*To do*:
Print each line exactly as it is given.

*Data listing*:
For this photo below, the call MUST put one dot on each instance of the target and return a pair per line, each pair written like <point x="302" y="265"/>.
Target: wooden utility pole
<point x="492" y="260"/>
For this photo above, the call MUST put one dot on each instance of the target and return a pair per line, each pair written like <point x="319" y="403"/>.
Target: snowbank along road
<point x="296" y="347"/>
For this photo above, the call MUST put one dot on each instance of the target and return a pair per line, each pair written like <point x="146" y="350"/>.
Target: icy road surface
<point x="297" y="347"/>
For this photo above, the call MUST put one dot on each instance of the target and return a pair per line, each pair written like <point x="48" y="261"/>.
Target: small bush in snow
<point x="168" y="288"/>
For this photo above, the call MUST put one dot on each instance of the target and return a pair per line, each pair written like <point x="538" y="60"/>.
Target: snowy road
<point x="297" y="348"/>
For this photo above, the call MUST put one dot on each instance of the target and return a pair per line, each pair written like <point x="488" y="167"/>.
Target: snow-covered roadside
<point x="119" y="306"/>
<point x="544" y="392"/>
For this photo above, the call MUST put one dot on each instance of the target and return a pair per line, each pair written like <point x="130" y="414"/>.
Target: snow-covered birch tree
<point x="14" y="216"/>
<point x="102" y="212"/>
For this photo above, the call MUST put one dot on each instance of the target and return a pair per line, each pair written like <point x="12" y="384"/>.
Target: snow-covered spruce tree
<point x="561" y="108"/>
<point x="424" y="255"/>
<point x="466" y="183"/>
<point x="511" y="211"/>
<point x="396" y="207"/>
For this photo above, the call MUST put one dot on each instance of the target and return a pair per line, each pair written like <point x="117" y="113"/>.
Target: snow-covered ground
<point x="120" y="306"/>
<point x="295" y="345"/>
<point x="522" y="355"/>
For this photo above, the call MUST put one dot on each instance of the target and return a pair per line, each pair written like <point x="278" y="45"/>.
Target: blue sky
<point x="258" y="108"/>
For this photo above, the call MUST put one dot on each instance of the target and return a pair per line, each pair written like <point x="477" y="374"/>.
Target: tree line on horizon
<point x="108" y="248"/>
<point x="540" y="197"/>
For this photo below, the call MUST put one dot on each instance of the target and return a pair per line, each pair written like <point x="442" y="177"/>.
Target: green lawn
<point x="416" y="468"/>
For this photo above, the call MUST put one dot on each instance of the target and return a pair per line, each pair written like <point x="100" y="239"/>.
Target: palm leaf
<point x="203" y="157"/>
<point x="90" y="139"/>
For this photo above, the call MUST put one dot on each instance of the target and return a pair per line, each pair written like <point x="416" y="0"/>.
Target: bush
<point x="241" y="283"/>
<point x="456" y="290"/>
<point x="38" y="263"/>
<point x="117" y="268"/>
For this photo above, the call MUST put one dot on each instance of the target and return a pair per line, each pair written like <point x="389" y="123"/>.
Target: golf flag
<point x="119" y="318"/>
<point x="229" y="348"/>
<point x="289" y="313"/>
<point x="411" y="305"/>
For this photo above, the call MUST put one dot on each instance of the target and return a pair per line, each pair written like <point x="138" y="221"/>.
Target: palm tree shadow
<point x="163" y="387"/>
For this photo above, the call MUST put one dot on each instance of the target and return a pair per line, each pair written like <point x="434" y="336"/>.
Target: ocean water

*Response to this task*:
For this photo below, the call MUST put one dot on each instance of the target and return a pair per line, each pair written like <point x="302" y="265"/>.
Target: wooden utility pole
<point x="492" y="260"/>
For this photo above, the call MUST put one dot on each instance of the target and return a pair per line, each pair written like <point x="319" y="403"/>.
Target: snowbank along road
<point x="296" y="347"/>
For this photo above, the call MUST put one dot on each instance of the target and return a pair per line, each pair written like <point x="146" y="350"/>.
Target: icy road surface
<point x="297" y="347"/>
For this photo above, the call MUST put one dot on each instance of the target and return a pair per line, each pair written like <point x="48" y="261"/>.
Target: small bush in snow
<point x="168" y="288"/>
For this photo above, the call MUST put one dot on each instance of the target and return a pair per line, each pair written like <point x="538" y="60"/>.
Target: snowy road
<point x="297" y="348"/>
For this photo above, the call MUST put one dot on each instance of the target and return a pair per line, each pair written like <point x="488" y="167"/>.
Target: snow-covered roadside
<point x="119" y="306"/>
<point x="544" y="392"/>
For this photo above, the call MUST put one dot on each instance of the target and return a pair per line, each pair written like <point x="130" y="414"/>.
Target: snow-covered birch tree
<point x="14" y="216"/>
<point x="102" y="212"/>
For this photo above, the call MUST put one dot on each instance of the target and return a pair per line, each pair written like <point x="12" y="384"/>.
Target: snow-covered spruce tree
<point x="561" y="108"/>
<point x="424" y="255"/>
<point x="466" y="183"/>
<point x="511" y="211"/>
<point x="396" y="207"/>
For this photo above, the call MUST put one dot on each instance of the target and return a pair per line, each pair written like <point x="117" y="113"/>.
Target: snow-covered ground
<point x="120" y="306"/>
<point x="295" y="345"/>
<point x="522" y="355"/>
For this photo above, the call MUST put one dot on each instance of the target and return a pair per line, each pair written like <point x="278" y="45"/>.
Target: blue sky
<point x="258" y="108"/>
For this photo above, the call MUST put one dot on each instance of the target and return a pair per line, each pair written like <point x="477" y="374"/>.
Target: tree line on horizon
<point x="108" y="248"/>
<point x="540" y="197"/>
For this photo below, the call MUST put one dot on each instance of the target and return a pair per line, each pair written like <point x="442" y="177"/>.
Target: green lawn
<point x="416" y="468"/>
For this photo above, the call MUST put one dot on each instance of the target and return a pair per line, each pair written like <point x="100" y="239"/>.
Target: palm leaf
<point x="203" y="157"/>
<point x="90" y="139"/>
For this photo above, the call MUST put one dot on each instance of the target and return a pair per line, each pair written like <point x="416" y="0"/>.
Target: bush
<point x="241" y="283"/>
<point x="456" y="290"/>
<point x="38" y="263"/>
<point x="117" y="268"/>
For this photo above, the call MUST put one dot on each instance of the target and return a pair per line, each pair written like <point x="389" y="123"/>.
Target: golf flag
<point x="119" y="318"/>
<point x="229" y="348"/>
<point x="289" y="313"/>
<point x="411" y="305"/>
For this photo above, the call MUST put one dot on each instance of the target and return a pair per line, each pair written like <point x="138" y="221"/>.
Target: palm tree shadow
<point x="163" y="387"/>
For this photo above, the call MUST put one dot on each instance of the target and return a pair per line, each pair written like <point x="434" y="336"/>.
Target: ocean water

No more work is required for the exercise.